** START Document passage **

In the latest chapter in the EU's escalating refugee crisis, Croatia, Hungary and Slovenia tussled over how to cope with a wave of refugees desperate to reach northern Europe.

The European Union, meanwhile, sketched plans to boost aid to encourage Syrians in Turkey to stay put rather than join the exodus.

In a new hurdle aimed at stemming the inflow, Hungary said it had completed a 41-kilometer (25-mile) barbed-wire barrier along part of its frontier with fellow EU member Croatia.

It "was finished overnight Friday," defense spokesman Attila Kovacs told Agence France Presse in Budapest.

The remaining 330 km of the border runs roughly along the Drava river, which is difficult to cross.

The new barrier adds to a barbed-wire fence that Hungary set down along its frontier with Serbia, and backed with laws threatening illegal migrants with jail.

That move sparked fierce condemnation internationally and forced the migrant flow towards neighbouring Croatia.

Reversing an open-door policy, Croatia on Friday said it was swamped and redirected the migrants back to Hungary.

Croatian Foreign Minister Vesna Pusic on Friday said that Zagreb and Budapest had agreed to allow "vulnerable migrants" to cross.

Austrian police said 6,700 people had arrived on its border from Hungary, and as many as 10,000 were expected by the end of the day.

They were then taken by bus or special train to various reception centres around Austria, police said.

Another branch of the refugee flow has been through Croatia and to Slovenia.

Hundreds of migrants spent the night in the open on the Croatian side of the border at Bregana, state-run HRT television reported.

** END Document passage **
** START Listed records **

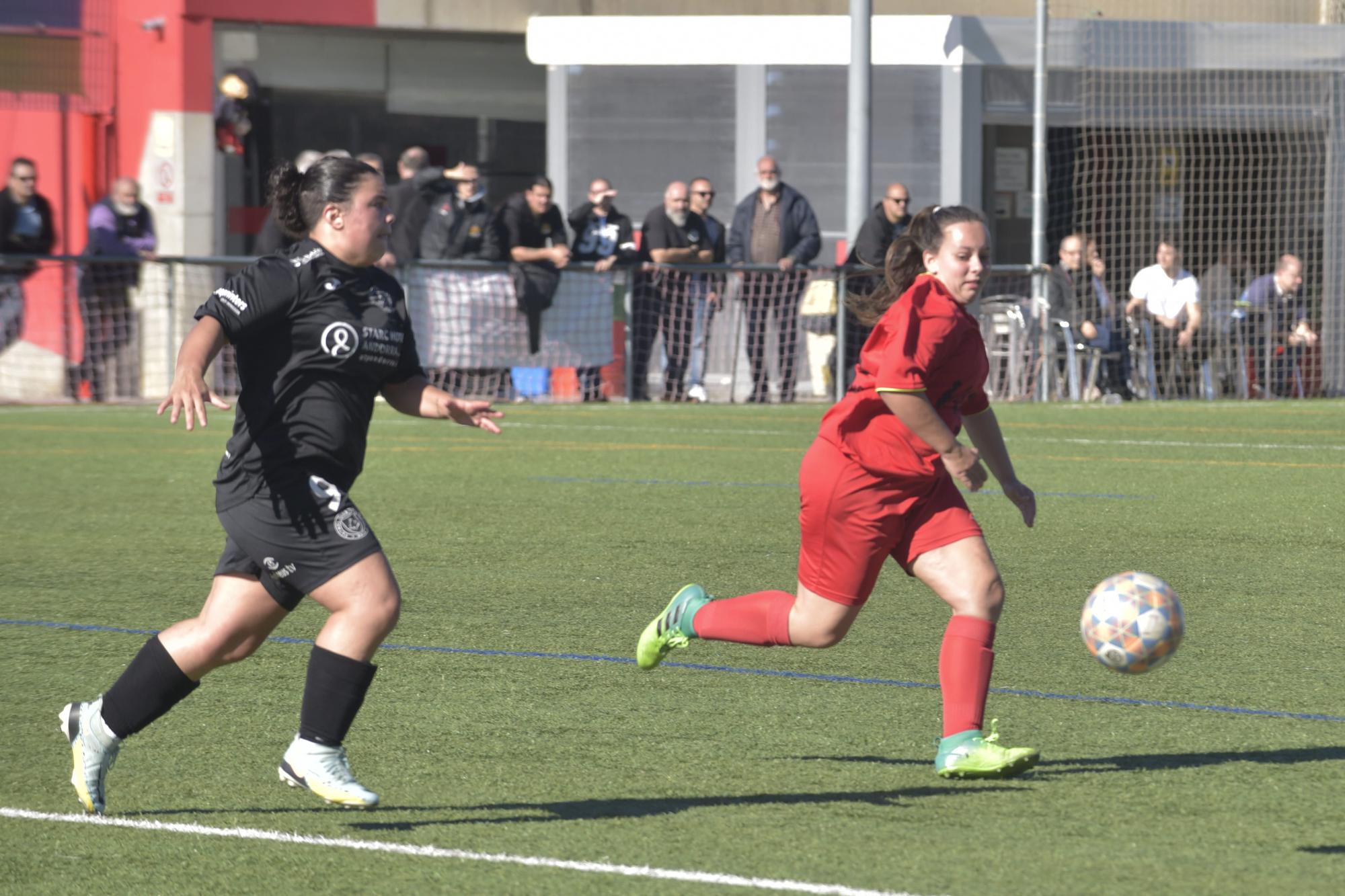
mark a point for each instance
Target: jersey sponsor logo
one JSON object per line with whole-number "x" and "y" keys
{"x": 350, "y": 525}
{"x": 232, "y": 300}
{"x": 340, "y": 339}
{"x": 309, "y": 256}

** END Listed records **
** START Listed records **

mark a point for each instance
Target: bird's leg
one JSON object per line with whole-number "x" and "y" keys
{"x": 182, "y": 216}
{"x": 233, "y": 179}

** END Listed records **
** START Listed records **

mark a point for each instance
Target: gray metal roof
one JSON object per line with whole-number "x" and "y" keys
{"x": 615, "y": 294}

** END Listed records **

● **Task set**:
1. Answer these questions from the refugee crisis report:
(a) How long is the barbed-wire barrier Hungary completed along part of its frontier with Croatia?
(b) How many people did Austrian police say had arrived on Austria's border from Hungary?
(c) Where did hundreds of migrants spend the night in the open, according to HRT television?
2. Carry on writing the refugee crisis report, starting after its last sentence.

● **Task-by-task results**:
1.
(a) 41 kilometers (25 miles).
(b) 6,700 people.
(c) On the Croatian side of the border at Bregana.

2.
At Harmica, several dozen migrants faced off with a cordon of riot police on the frontier bridge, demanding that Slovenian police let them enter the country, an AFP reporter saw.

Late Friday, police used tear gas against several hundred migrants, some with children, who had sought to push through the police line.

The clash happened shortly after Slovenian Prime Minister Miro Cerar said the small country might consider creating "corridors" for refugees wanting to reach northern Europe if they continue arriving in large numbers.

Slovenian police said on Saturday that 1,287 had arrived as of midnight Friday, of which 483 were from Afghanistan, 470 from Syria and 126 from Iraq.

- Migrant flow -

With no let-up in the flow of people desperate to find shelter in Europe from war and misery, new figures showed the EU received almost a quarter of a million asylum requests in the three months to June.

The International Organization for Migration (OIM) also said nearly 474,000 people had so far this year braved perilous trips across the Mediterranean to reach Europe.

Italy's coastguard on Saturday said it was coordinating 20 rescue operations in the Mediterranean that had picked up 4,540 people.

The continent's biggest migratory flow since the end of World War II has dug a deep rift between western and eastern EU members, with Hungary leading the hardline group.

Germany, Europe's biggest economy, is the great magnet for the refugees, many of whom are Syrians.

On Friday, Berlin warned it could invoke EU's majority voting system to force reluctant states to accept quotas of migrants.

Another worry is over the fate of the Schengen agreement, a pillar of the European project that allows borderless travel between member states.

In addition to fences or restrictions on parts of the border between Croatia, Hungary and Slovenia, there are identity checks that Germany, Austria and Slovakia have reimposed on parts of their borders, and Poland and The Netherlands are considering whether to follow suit.

EU interior ministers are to meet again on Tuesday, followed by an emergency summit on Wednesday.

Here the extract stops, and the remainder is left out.